▶ [What to do]
Reproduce the passage of the blog post about the garden at home, starting with "The view is" and going on through "Very, very happy.".
───── Document extract
Tuesday 12 July 2011

The garden at home ...




Over the past weekend I have been in Redditch, actually even in Astwood Bank, to spend a bit of quality time with my Mum and Martin to talk through wedding preparations. This is not really something they train you for at theological college - taking your mother's wedding. The event will take place at Emmanuel Church in Redditch - my home congregation and will be followed by a cream tea in the church hall and then fish and chips or curry for over 50 folk back at the house.
It is going to be fun and we all hope that this view will be part of it, however even if it rains we will have glorious day.
This view from the back step at my childhood home is one I can simply drink in for hours, these photos don't give you the full extent - this was a cloudy day. Often you can see all the way to the Malvern hills and on clear days even as far as the Black Mountains in Wales. I love the sense of space and the amazing sunsets.
Martin has been living in the house for just over 2 and half years. (When my mum announced his arrival in her life by telephone she said: "I have an added complication in my life" "ah" I replied you mean a man" .... in the ensuing conversation I said something daughterly like "Well just take things slowly" and Mum replied "it's a bit late for that!" hmmm ...) He is tenaciously transforming the garden - which is no easy task. Throughout my childhood the right hand border of the garden was lined with ancient rotting willow trees, all now coppiced or removed - as a result whole new horizons and views have been opened up.
My brother's bedroom at home overlooks this view - it was the room he was born in. My bedroom overlooked the main road and that is still the one I choose when I go home on my own. But the view out the back is part of me. I realised this last year when thinking about the view inspired me to write this sermon on the Mother tongue of ecumenism - a sermon that came almost fully formed in one of those rare moments of inspiration.
The view is perfect but changing, ancient but part of a very human landscape. Twenty years ago we put a big blue and white tent up at the bottom of the garden for our marriage. At the end of the day I was wandering barefoot around the garden hand in hand with Stephen. Very, very happy.
When I was a child the garden was much wilder than it is now, a place of great adventure, stinging nettles, ancient pigsties, treehouses and gooseberries, balckberries and apples to be picked.
──────────
───── Records shown
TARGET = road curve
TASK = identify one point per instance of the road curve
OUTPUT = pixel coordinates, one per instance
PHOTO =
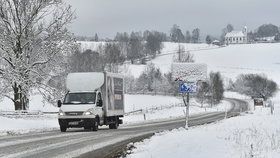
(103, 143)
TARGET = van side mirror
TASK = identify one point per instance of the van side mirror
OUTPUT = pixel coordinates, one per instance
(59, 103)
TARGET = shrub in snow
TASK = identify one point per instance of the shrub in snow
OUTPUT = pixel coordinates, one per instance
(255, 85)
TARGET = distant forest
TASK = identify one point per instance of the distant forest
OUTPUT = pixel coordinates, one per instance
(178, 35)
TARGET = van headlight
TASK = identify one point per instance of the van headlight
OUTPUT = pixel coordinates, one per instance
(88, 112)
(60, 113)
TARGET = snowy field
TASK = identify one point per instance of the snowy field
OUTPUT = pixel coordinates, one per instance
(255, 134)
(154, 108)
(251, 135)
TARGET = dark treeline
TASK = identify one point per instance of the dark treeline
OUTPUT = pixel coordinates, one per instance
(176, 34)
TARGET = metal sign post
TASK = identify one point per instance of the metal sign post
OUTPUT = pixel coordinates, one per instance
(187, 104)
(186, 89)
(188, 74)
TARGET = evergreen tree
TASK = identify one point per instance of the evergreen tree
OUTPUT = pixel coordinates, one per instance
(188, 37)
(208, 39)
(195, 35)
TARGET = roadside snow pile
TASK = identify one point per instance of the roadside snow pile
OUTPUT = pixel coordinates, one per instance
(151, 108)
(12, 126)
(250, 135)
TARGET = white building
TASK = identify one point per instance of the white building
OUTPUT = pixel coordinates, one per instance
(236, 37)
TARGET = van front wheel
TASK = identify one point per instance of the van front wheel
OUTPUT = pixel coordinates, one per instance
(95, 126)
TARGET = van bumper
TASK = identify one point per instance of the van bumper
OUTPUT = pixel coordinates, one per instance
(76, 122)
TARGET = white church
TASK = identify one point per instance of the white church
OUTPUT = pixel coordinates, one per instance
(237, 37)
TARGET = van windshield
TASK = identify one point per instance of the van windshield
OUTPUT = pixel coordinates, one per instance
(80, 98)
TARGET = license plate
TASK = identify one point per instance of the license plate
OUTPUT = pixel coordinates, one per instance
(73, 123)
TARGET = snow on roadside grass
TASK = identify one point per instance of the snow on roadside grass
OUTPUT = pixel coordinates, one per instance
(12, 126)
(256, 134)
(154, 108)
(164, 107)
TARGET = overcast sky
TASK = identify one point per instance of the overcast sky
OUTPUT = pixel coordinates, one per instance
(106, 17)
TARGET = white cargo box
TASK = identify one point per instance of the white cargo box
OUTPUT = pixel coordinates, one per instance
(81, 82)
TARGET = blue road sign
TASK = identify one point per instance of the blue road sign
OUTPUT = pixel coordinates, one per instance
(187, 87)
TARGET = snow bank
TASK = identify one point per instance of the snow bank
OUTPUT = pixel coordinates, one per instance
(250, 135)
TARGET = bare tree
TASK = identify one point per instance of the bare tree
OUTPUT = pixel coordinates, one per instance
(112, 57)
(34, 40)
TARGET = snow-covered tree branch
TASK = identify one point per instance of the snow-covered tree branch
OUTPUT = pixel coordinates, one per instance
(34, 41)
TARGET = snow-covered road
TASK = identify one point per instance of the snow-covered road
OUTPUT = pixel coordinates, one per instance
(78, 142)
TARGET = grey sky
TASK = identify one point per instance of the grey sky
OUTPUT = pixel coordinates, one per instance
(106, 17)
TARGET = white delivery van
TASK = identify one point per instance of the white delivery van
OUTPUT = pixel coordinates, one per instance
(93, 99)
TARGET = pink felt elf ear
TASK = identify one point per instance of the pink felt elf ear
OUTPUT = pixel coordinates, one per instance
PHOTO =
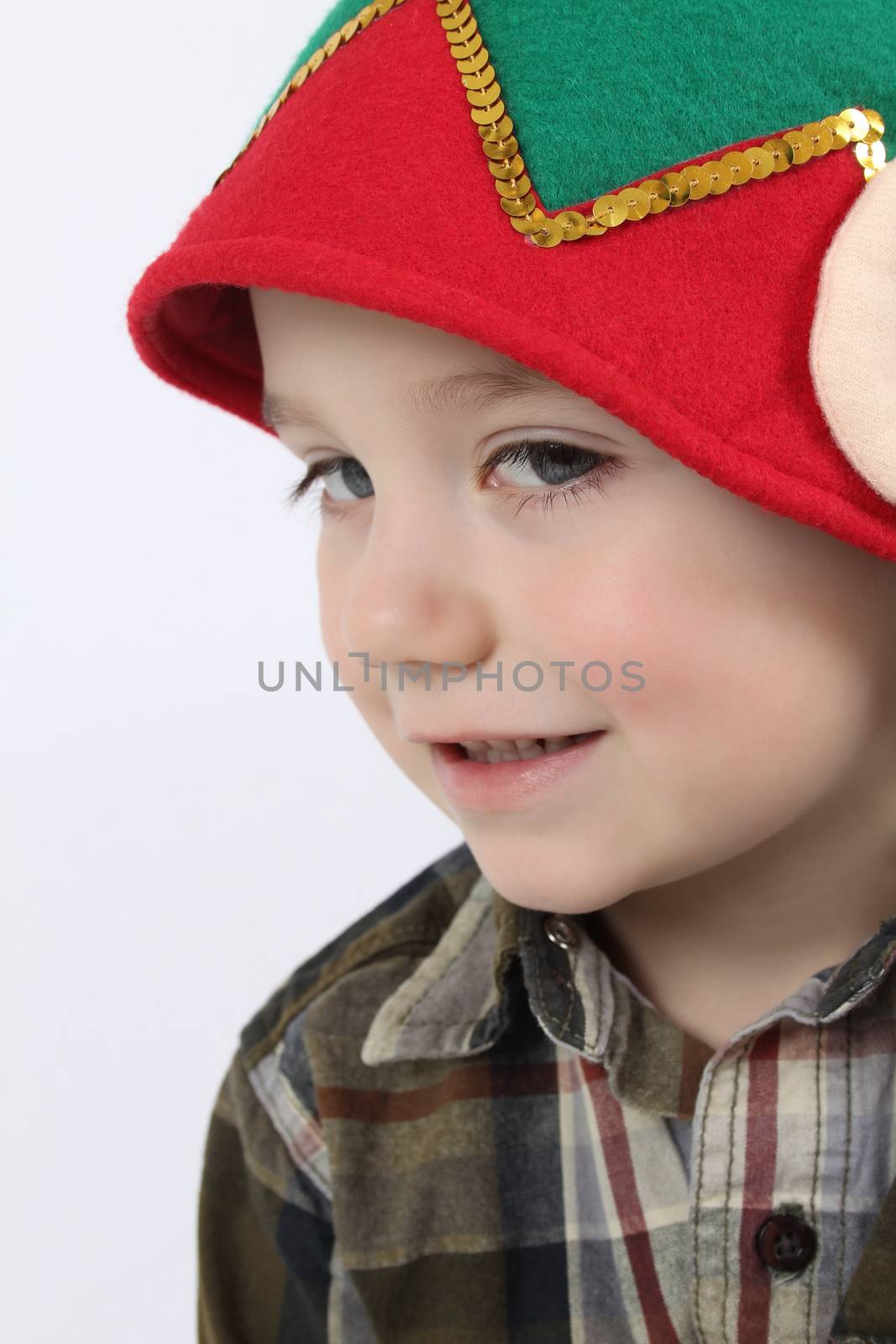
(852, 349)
──────────
───── Records shown
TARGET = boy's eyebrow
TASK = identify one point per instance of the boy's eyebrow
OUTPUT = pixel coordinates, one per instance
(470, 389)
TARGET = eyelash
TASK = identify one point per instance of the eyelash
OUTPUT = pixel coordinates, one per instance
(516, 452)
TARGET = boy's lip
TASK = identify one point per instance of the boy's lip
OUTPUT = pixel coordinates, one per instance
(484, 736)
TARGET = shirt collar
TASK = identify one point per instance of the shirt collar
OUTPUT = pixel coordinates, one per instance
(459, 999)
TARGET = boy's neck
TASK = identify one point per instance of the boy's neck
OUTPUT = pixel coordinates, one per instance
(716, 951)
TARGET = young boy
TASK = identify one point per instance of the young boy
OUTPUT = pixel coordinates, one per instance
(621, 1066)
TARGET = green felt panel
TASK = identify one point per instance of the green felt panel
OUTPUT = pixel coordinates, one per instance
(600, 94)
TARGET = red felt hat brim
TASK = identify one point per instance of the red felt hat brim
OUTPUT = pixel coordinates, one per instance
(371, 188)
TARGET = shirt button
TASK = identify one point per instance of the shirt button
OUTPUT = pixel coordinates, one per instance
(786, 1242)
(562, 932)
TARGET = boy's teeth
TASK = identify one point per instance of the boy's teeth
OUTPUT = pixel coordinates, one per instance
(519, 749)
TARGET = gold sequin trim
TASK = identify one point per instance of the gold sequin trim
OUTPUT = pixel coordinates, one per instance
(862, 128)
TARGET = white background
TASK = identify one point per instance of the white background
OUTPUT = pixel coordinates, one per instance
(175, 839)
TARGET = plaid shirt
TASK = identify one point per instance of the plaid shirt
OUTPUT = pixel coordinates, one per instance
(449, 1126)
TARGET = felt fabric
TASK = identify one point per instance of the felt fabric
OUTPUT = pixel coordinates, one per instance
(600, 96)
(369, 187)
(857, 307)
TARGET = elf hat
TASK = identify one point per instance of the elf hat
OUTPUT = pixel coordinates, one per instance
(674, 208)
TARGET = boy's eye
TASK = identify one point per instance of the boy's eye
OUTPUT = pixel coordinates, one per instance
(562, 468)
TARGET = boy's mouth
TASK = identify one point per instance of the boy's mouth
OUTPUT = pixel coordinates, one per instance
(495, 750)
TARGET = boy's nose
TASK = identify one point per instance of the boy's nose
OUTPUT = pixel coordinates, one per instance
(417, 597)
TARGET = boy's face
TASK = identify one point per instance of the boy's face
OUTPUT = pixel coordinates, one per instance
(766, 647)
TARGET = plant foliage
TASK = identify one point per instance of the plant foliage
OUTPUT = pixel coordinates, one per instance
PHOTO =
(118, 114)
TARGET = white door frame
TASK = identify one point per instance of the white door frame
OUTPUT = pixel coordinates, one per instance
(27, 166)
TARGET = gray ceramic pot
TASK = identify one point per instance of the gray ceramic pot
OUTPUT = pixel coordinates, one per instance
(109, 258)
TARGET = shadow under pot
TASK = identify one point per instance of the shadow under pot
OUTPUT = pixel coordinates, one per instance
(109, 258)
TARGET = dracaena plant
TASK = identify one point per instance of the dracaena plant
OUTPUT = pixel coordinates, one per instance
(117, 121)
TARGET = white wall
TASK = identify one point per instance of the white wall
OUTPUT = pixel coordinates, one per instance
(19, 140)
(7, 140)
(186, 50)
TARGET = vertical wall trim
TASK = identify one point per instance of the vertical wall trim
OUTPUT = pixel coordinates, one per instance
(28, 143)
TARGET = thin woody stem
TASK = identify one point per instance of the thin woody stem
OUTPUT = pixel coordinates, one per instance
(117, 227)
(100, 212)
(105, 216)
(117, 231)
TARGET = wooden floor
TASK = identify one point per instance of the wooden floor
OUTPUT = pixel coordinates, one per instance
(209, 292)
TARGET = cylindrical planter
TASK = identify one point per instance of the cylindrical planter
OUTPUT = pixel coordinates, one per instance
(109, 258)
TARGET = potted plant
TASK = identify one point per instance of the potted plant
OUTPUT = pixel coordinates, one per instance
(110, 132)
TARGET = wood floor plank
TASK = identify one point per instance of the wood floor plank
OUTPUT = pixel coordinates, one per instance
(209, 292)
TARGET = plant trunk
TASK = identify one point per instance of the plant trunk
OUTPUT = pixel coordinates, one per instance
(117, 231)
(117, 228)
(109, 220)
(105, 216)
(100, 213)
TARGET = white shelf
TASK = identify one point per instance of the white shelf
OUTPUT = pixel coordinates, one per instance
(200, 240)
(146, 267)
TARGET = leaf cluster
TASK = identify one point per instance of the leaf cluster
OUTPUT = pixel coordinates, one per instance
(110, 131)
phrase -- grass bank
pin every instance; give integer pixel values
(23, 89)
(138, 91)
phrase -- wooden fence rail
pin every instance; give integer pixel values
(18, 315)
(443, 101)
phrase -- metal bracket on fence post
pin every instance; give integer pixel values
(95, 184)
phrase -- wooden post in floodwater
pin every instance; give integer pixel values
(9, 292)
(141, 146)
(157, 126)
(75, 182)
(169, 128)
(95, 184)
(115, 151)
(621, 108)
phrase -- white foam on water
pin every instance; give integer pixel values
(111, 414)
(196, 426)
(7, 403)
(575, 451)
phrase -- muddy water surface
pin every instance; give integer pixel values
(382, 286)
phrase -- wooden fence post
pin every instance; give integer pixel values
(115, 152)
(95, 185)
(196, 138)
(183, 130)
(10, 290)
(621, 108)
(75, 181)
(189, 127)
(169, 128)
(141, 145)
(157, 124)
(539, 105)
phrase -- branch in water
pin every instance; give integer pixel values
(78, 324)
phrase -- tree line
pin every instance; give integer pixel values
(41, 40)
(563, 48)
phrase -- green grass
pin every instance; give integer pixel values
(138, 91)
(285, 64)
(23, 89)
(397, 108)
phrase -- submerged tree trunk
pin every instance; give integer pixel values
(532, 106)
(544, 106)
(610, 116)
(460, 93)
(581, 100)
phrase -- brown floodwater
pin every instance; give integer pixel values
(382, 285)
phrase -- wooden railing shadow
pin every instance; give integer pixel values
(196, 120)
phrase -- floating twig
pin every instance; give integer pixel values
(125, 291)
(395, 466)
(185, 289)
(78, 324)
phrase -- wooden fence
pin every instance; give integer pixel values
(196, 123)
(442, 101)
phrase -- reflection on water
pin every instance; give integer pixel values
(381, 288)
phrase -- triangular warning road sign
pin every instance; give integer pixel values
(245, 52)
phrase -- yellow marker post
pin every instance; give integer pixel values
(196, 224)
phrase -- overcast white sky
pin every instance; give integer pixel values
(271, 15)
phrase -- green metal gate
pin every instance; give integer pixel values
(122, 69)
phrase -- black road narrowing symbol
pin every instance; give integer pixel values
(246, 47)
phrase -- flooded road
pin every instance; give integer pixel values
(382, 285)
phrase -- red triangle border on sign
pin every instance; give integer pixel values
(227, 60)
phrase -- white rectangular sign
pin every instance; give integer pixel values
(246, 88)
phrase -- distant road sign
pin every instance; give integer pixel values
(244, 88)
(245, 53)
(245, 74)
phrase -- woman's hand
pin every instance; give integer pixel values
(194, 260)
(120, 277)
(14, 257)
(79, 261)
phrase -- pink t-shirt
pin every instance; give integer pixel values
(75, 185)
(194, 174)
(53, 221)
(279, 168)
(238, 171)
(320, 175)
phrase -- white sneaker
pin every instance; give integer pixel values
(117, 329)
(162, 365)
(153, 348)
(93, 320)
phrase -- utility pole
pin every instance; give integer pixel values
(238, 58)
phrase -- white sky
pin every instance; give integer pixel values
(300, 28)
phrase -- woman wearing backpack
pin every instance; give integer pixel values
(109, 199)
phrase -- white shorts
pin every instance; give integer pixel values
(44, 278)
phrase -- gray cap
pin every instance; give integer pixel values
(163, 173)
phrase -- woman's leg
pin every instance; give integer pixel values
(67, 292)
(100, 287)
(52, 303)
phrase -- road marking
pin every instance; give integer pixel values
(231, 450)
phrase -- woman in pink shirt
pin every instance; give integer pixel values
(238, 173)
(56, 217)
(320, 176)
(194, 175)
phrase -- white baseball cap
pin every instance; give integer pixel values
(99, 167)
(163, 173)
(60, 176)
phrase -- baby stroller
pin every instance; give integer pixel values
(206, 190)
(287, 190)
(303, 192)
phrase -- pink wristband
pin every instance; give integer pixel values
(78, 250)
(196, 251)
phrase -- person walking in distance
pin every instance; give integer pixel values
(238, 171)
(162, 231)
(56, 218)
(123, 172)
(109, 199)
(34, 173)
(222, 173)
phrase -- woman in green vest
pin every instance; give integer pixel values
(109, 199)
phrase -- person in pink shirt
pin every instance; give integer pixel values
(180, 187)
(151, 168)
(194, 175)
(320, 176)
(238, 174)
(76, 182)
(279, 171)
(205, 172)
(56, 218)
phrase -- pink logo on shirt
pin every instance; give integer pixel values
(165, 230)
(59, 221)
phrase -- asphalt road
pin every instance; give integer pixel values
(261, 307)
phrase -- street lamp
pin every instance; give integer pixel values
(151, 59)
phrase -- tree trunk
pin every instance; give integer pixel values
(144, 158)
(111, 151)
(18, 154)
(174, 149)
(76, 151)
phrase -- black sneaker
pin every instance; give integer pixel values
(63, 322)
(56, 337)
──────────
▶ [Exercise answer]
The view is perfect but changing, ancient but part of a very human landscape. Twenty years ago we put a big blue and white tent up at the bottom of the garden for our marriage. At the end of the day I was wandering barefoot around the garden hand in hand with Stephen. Very, very happy.